--- Entries from a pointing dataset ---
--- start ---
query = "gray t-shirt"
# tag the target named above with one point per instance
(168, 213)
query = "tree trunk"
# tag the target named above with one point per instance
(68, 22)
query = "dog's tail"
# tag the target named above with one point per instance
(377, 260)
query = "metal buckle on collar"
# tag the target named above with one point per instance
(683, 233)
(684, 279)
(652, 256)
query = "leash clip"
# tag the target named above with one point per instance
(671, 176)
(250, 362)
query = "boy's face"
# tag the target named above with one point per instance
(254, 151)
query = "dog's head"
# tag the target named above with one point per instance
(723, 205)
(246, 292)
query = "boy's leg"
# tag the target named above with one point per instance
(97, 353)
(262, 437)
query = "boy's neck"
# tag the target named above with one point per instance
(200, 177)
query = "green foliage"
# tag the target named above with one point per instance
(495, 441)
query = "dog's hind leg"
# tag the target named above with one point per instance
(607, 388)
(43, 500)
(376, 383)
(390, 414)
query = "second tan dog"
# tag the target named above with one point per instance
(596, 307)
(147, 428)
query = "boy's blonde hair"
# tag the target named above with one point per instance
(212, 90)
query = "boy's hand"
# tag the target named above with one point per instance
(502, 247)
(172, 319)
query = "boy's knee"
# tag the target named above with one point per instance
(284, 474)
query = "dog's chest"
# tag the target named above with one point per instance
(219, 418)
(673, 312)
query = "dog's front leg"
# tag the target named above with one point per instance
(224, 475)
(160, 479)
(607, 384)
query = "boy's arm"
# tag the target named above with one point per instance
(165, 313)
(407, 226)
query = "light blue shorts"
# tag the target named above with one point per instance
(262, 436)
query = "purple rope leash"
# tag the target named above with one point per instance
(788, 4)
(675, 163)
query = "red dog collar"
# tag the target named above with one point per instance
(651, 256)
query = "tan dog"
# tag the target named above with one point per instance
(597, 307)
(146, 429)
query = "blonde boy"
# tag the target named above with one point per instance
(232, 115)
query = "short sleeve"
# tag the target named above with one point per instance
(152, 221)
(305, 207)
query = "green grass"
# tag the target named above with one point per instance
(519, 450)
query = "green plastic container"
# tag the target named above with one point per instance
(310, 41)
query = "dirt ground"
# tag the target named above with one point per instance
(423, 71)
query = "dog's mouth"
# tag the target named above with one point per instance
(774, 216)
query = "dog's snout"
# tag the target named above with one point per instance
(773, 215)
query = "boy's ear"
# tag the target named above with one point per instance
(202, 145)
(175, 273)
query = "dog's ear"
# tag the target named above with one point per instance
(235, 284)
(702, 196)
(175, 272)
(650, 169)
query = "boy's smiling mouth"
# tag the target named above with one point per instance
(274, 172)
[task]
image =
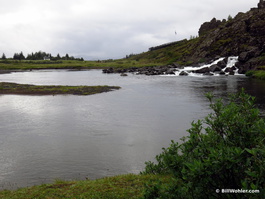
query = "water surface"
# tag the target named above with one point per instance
(43, 138)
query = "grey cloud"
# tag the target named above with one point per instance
(105, 29)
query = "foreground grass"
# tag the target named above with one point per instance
(27, 89)
(124, 186)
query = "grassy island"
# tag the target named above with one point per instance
(123, 186)
(28, 89)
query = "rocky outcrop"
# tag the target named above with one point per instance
(207, 26)
(261, 4)
(242, 36)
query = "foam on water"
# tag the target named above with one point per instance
(190, 69)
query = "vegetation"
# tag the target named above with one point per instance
(11, 65)
(118, 187)
(226, 150)
(43, 56)
(27, 89)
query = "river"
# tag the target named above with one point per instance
(43, 138)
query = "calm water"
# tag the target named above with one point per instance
(43, 138)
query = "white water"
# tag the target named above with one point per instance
(189, 69)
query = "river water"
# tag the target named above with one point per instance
(43, 138)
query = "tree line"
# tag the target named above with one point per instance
(41, 56)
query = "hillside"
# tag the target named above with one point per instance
(243, 36)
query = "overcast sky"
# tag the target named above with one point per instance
(102, 29)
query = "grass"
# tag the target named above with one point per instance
(123, 186)
(10, 65)
(28, 89)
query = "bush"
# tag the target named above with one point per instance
(226, 150)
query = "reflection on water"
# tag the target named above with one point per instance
(43, 138)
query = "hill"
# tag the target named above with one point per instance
(243, 36)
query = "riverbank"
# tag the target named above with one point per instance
(28, 89)
(24, 65)
(123, 186)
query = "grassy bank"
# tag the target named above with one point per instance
(11, 65)
(124, 186)
(27, 89)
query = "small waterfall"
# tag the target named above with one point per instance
(212, 69)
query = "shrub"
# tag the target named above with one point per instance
(225, 150)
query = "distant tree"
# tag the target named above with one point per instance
(16, 56)
(21, 56)
(58, 56)
(229, 18)
(3, 56)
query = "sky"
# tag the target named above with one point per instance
(105, 29)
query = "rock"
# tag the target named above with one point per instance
(208, 74)
(175, 65)
(170, 71)
(207, 26)
(183, 73)
(215, 68)
(245, 56)
(222, 73)
(203, 70)
(231, 73)
(108, 70)
(222, 64)
(261, 4)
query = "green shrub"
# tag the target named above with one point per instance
(225, 150)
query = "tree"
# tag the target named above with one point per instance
(229, 18)
(3, 56)
(226, 150)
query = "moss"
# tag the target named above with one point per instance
(117, 187)
(27, 89)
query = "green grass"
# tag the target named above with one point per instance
(27, 89)
(6, 65)
(123, 186)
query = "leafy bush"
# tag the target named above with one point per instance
(225, 150)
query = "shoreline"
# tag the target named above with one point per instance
(29, 89)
--- end ---
--- Problem ---
Transcribe the material exactly, and leave out whatever pictures it holds.

--- Finished exercise ---
query = "gray t-shirt"
# tag the target named above with one point per instance
(168, 213)
query = "tree trunk"
# tag the target named above with one point per instance
(68, 22)
query = "dog's tail"
# tag the target named above with one point per instance
(377, 260)
query = "metal buckle on collar"
# tag the target named above with one point per instance
(683, 233)
(684, 279)
(652, 256)
query = "leash clip"
# tag the target named above with one point per instance
(671, 176)
(250, 362)
query = "boy's face"
# tag the target named above with one point per instance
(254, 151)
query = "dog's head"
# tag the target named above with one point per instance
(723, 205)
(246, 292)
query = "boy's leg"
# tag the target named above with one point per instance
(97, 353)
(262, 437)
query = "boy's neck"
# tag the target named above with one point per instance
(200, 177)
query = "green foliage"
# tag the target named above with one point per instance
(495, 441)
query = "dog's hind leg"
# tag the target named above with one point per instance
(607, 388)
(43, 500)
(376, 383)
(390, 414)
query = "second tan dog"
# tag the target named above with one point per instance
(596, 307)
(147, 428)
query = "boy's blonde hair"
# tag the target named above with one point per instance
(212, 90)
query = "boy's hand"
# tag the target named above with one point per instance
(502, 247)
(172, 319)
query = "boy's knee"
# tag the target named above with one point per instance
(284, 474)
query = "dog's chest"
# tag the target named above with one point per instance
(219, 418)
(673, 312)
query = "dog's front leg"
# tag the target named above with one point per instance
(224, 475)
(160, 479)
(607, 384)
query = "boy's arm"
# tag the target named above with one point per instance
(165, 313)
(407, 226)
query = "light blue shorts"
# tag the target named above with one point per instance
(262, 436)
query = "purple rope leash"
# tag the target named above with one point per instance
(788, 4)
(675, 163)
query = "red dog collar"
# tag the target named above with one point per instance
(651, 256)
query = "tan dog"
# tag the target named above with one point per instance
(597, 307)
(146, 429)
query = "blonde boy"
# tag the target named above with one point per instance
(232, 115)
query = "short sleeve"
# tag the target named above with one point per instance
(152, 221)
(305, 207)
query = "green grass"
# tag the target named above with one point per instance
(519, 450)
query = "green plastic container"
# tag the target named above with one point per instance
(310, 41)
query = "dirt ground"
# tag the target named above with one point per instance
(423, 71)
query = "dog's mouth"
# tag the target named above with one point per instance
(774, 216)
query = "dog's snout"
# tag the target named above with one point per instance
(773, 215)
query = "boy's ear"
# tag the target named above with one point per instance
(202, 145)
(175, 273)
query = "dog's ear"
# tag the target named above with one point per instance
(235, 284)
(702, 196)
(175, 272)
(650, 169)
query = "boy's smiling mouth"
# tag the target named above with one point per instance
(274, 172)
[task]
image =
query = "water surface"
# tag the target named above with one point per instance
(43, 138)
query = "grey cloud"
# tag the target named above with one point per instance
(105, 29)
query = "foreground grass"
# tag the target named above with one point per instance
(27, 89)
(124, 186)
query = "grassy island"
# tag the target named above with one point per instance
(123, 186)
(28, 89)
query = "rocky outcrop"
# tag the target named above with one point per instance
(207, 26)
(261, 4)
(242, 36)
query = "foam on water"
# tag the target named above with one point per instance
(190, 69)
query = "vegetation"
# tag the target named above with one point per instance
(11, 65)
(118, 187)
(226, 150)
(43, 56)
(27, 89)
query = "river"
# tag the target named above with one point per instance
(43, 138)
query = "calm water"
# tag the target named above with one point per instance
(43, 138)
query = "white water"
# tag the target named above with one point per instance
(189, 69)
query = "river water"
# tag the target named above with one point per instance
(43, 138)
query = "tree line"
# tag the target named above with one point per instance
(41, 56)
query = "hillside"
# tag the target named above with one point per instance
(243, 36)
query = "overcast sky"
# tag the target named above with one point per instance
(102, 29)
query = "grass"
# tag the target named above with one point per instance
(123, 186)
(10, 65)
(28, 89)
query = "bush"
# tag the target named above with one point per instance
(226, 150)
query = "reflection on water"
# tag the target named above with one point per instance
(43, 138)
query = "hill"
# tag the target named above with one point per instance
(243, 36)
query = "riverbank"
# tag the target named above with one point per instance
(28, 89)
(24, 65)
(123, 186)
query = "grassy bank"
# tag the target named above with one point per instance
(11, 65)
(124, 186)
(27, 89)
query = "small waterfall"
# tag the target named above with one point per instance
(212, 69)
query = "shrub"
# tag the target named above with one point per instance
(225, 150)
query = "distant tree"
# tag the target named above with one point per instance
(16, 56)
(21, 56)
(58, 56)
(229, 18)
(3, 56)
query = "sky"
# tag the target named above with one point per instance
(105, 29)
query = "rock"
# tag the target named above with one point per instance
(208, 74)
(175, 65)
(170, 71)
(207, 26)
(183, 73)
(215, 68)
(245, 56)
(222, 73)
(203, 70)
(231, 73)
(108, 70)
(222, 64)
(261, 4)
query = "green shrub"
# tag the target named above with one point per instance
(225, 150)
query = "tree"
# tag the target named above with one point per instance
(229, 18)
(3, 56)
(226, 150)
query = "moss"
# tag the target named above with one point per instance
(117, 187)
(27, 89)
query = "green grass"
# tag the target named above with one point per instance
(27, 89)
(6, 65)
(123, 186)
query = "leafy bush"
# tag the target named above with one point per instance
(225, 150)
query = "shoreline"
# tag the target named above with one point per instance
(29, 89)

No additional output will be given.